### Input data

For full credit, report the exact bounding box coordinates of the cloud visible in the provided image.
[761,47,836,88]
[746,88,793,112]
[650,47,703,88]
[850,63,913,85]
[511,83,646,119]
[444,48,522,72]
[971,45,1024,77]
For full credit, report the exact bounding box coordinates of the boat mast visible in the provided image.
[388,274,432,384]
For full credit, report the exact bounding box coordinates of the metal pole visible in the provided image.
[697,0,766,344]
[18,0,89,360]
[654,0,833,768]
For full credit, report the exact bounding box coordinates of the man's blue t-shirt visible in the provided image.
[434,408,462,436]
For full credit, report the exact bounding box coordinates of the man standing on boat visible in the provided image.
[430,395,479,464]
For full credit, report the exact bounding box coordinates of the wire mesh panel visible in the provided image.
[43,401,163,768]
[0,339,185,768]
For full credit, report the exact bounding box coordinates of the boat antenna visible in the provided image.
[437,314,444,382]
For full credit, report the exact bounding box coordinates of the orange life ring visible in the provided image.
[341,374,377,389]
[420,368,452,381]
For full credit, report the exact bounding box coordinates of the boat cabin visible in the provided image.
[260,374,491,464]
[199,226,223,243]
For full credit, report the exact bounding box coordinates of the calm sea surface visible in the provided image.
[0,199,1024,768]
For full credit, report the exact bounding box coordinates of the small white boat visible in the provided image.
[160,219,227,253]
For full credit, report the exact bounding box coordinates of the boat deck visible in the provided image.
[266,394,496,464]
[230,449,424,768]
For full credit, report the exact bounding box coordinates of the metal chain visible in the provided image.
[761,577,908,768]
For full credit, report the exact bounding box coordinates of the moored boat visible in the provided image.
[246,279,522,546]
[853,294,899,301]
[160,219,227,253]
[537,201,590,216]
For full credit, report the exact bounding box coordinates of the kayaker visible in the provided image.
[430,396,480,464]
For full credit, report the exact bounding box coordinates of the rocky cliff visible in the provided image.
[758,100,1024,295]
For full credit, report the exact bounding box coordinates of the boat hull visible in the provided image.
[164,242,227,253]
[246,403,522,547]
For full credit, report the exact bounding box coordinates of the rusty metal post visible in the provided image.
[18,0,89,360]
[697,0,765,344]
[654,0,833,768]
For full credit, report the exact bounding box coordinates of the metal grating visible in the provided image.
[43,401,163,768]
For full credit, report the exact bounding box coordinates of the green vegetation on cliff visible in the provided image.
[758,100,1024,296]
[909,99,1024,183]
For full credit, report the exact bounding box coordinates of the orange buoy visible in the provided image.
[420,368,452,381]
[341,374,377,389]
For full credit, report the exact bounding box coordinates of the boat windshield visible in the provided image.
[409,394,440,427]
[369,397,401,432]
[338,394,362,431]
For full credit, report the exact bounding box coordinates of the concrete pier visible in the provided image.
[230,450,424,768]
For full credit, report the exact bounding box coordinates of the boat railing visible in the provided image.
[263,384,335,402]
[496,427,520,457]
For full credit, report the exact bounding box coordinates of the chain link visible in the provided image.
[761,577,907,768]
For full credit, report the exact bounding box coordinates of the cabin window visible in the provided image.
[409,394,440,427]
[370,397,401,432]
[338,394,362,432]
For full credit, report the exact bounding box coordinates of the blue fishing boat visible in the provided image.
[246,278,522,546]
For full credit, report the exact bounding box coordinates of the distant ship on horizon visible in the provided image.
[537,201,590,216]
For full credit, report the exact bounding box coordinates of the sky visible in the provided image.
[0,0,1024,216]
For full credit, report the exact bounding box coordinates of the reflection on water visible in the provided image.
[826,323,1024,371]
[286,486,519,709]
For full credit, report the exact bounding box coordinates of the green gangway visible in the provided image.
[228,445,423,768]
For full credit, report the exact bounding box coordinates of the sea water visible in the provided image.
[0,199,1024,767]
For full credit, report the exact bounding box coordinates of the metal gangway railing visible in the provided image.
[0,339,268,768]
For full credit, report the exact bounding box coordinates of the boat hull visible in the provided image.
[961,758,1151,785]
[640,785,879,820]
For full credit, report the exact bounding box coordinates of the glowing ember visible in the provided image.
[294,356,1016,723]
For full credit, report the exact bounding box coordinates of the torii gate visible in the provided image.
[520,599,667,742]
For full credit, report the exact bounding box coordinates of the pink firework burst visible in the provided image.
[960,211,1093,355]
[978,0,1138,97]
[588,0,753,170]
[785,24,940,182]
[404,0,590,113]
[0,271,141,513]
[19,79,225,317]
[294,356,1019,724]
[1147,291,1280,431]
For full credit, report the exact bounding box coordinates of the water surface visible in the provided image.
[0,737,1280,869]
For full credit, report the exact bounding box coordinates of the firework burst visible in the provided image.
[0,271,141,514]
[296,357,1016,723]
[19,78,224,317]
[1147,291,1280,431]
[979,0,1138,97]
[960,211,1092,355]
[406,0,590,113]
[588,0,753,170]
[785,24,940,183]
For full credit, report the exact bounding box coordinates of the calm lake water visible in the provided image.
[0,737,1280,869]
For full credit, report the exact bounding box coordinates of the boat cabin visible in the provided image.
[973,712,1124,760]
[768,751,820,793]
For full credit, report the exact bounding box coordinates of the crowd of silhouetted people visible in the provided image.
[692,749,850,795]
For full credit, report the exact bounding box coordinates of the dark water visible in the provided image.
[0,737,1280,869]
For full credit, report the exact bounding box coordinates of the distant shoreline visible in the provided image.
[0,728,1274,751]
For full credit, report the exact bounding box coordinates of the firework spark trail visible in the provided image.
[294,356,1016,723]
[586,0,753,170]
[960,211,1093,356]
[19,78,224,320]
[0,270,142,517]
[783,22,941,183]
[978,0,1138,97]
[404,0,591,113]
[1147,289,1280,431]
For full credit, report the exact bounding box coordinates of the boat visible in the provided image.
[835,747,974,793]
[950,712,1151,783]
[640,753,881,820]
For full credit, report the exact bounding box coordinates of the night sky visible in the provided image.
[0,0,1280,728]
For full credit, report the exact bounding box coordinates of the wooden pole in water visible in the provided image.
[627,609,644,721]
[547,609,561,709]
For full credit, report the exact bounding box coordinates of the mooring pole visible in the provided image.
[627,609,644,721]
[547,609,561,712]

### Aim of the exercise
Copy every line of the listing above word for word, in its original order.

### Response to the task
For full credit, report the exact bounding box coordinates of the cloud visible in the provided image.
[761,47,836,88]
[746,88,793,112]
[650,47,703,88]
[850,63,913,85]
[511,83,646,119]
[444,48,522,72]
[971,45,1024,77]
For full credit, report the exact bounding box coordinates of the boat mast visible in the provided image.
[388,274,432,384]
For full credit, report the exact bounding box coordinates of the metal pole visible in the provided image.
[697,0,766,344]
[18,0,89,360]
[654,0,833,768]
For full credit, report the exact bounding box coordinates of the man's blue t-shirt visible in the provided image.
[434,408,462,436]
For full credit, report the exact bounding box coordinates of the man standing on boat visible in the provided image.
[430,395,479,464]
For full credit, report the exact bounding box coordinates of the wire mesh panel visible in the provided image.
[43,401,163,768]
[0,339,185,768]
For full credit, report the exact bounding box coordinates of the boat antenna visible in the provided image.
[437,314,444,382]
For full credit, report the exact bounding box coordinates of the orange life ring visible in the provided image.
[341,374,377,389]
[420,368,452,381]
For full credit, report the exact bounding box coordinates of the boat cabin visible in the provided image.
[260,374,491,464]
[199,226,223,243]
For full credit, report the exact bounding box coordinates of the calm sea surface visible in the provided image.
[0,199,1024,768]
For full credit, report the exact bounding box coordinates of the small white boat visible in the provided image.
[160,219,227,253]
For full credit, report the exact bounding box coordinates of the boat deck visible in the provided image.
[266,394,496,464]
[230,449,424,768]
For full credit, report the exact bounding box coordinates of the metal chain visible in the provided image.
[761,577,908,768]
For full credit, report the exact bounding box coordinates of the moored boat visible in the provided image.
[246,279,522,546]
[853,294,899,301]
[160,219,227,253]
[537,201,590,216]
For full credit, report the exact bounding box coordinates of the kayaker visible in the provided image.
[430,396,480,464]
For full credit, report the exact bounding box coordinates of the rocky cliff visible in the provided image.
[758,100,1024,295]
For full credit, report the exact bounding box coordinates of the boat hull visible in the provided image.
[164,242,227,253]
[246,403,522,547]
For full credit, report the exact bounding box coordinates of the rusty metal post visible in the provided image.
[18,0,89,360]
[697,0,765,344]
[654,0,833,768]
For full credit, report the exact bounding box coordinates of the metal grating visible in the provided image.
[43,401,163,768]
For full credit, report the exact bounding box coordinates of the green vegetation on cliff visible in the provided image.
[758,100,1024,296]
[909,99,1024,183]
For full credit, report the exact bounding box coordinates of the orange buoy visible in the provided image.
[420,368,452,381]
[341,374,377,389]
For full credit, report the exact bounding box coordinates of the boat windshield visible in the provided image.
[409,394,440,427]
[369,397,401,432]
[338,394,362,431]
For full credit, report the exact bounding box coordinates of the concrete pier visible in the provided image.
[230,450,424,768]
For full credit, report the exact bounding box coordinates of the boat railing visible in the provided image.
[263,384,335,402]
[496,427,520,457]
For full credit, report the exact bounding box coordinates of the chain link visible in the provided image.
[761,577,907,768]
For full credit, report the exact bounding box coordinates of the cabin window visible in the provided image.
[409,394,440,427]
[370,397,401,432]
[338,394,362,432]
For full credit, report the exact bounding box coordinates of the blue fishing boat visible in the provided image.
[246,278,522,546]
For full credit, report the exact bounding box coordinates of the distant ship on horizon visible in the provided image.
[537,201,590,216]
For full credit, report the exact bounding box coordinates of the sky visible in the provided image.
[0,0,1024,216]
For full credit, report the exact bounding box coordinates of the reflection on water visible in the provided image.
[826,323,1024,371]
[286,486,519,709]
For full credit, report the exact bounding box coordinates of the green gangway visible in the provided image.
[228,445,423,768]
For full credit, report the exact bounding box coordinates of the sea water visible in the provided image.
[0,199,1024,767]
For full credit, report the exact bounding box coordinates of the metal gangway railing visible in the provided image.
[0,339,268,768]
For full credit, report the exact bounding box coordinates of the boat hull visible in the provided image.
[961,758,1151,785]
[640,785,879,820]
For full credit, report the exact bounding box coordinates of the glowing ember visible in the provided image.
[294,356,1016,723]
For full credit, report the exact bounding box coordinates of the torii gate visible in the provided image.
[520,599,667,742]
For full credit, report the exact bounding box coordinates of the pink firework burst visible in the provided image.
[960,211,1093,355]
[978,0,1138,97]
[588,0,753,170]
[785,24,940,182]
[404,0,590,113]
[0,271,141,513]
[19,79,225,317]
[294,356,1019,724]
[1147,291,1280,431]
For full credit, report the exact bounding box coordinates of the water surface visible in the provided image.
[0,737,1280,869]
For full credit, report the exact bounding box coordinates of the firework burst visible in the provided image.
[0,271,141,514]
[296,357,1016,723]
[19,78,224,317]
[1147,291,1280,431]
[979,0,1138,97]
[960,211,1092,355]
[406,0,590,113]
[588,0,753,170]
[785,24,940,183]
For full credit, report the exact bounding box coordinates of the calm lake water visible in the provided image.
[0,737,1280,869]
For full credit, report the exact bounding box coordinates of the boat cabin visible in the provided image.
[973,712,1124,760]
[768,751,820,793]
For full credit, report the exact bounding box coordinates of the crowd of silhouetted people visible in the provided image.
[692,749,850,795]
For full credit, report the exact bounding box coordinates of the dark water visible in the provided image.
[0,737,1280,869]
For full credit, report the exact bounding box coordinates of the distant shoreline visible in the provided image.
[0,728,1274,751]
For full credit, report the exact bounding box coordinates of the firework spark trail visible in the provided image.
[294,356,1016,723]
[586,0,753,170]
[960,211,1093,356]
[19,78,224,320]
[0,270,142,517]
[783,22,941,183]
[978,0,1138,97]
[404,0,591,113]
[1147,289,1280,431]
For full credit, report the exact bounding box coordinates of the boat visible in the provided image.
[835,747,974,793]
[950,712,1151,783]
[640,753,881,820]
For full credit, report the exact bounding box coordinates of the night sky visible in the provided image.
[0,0,1280,728]
For full credit, report the exact bounding box coordinates of the wooden pole in water visible in the provided image.
[627,609,644,721]
[547,609,561,709]
For full credit, report the exact bounding box coordinates of the mooring pole visible in the provided image.
[627,609,644,721]
[547,609,561,712]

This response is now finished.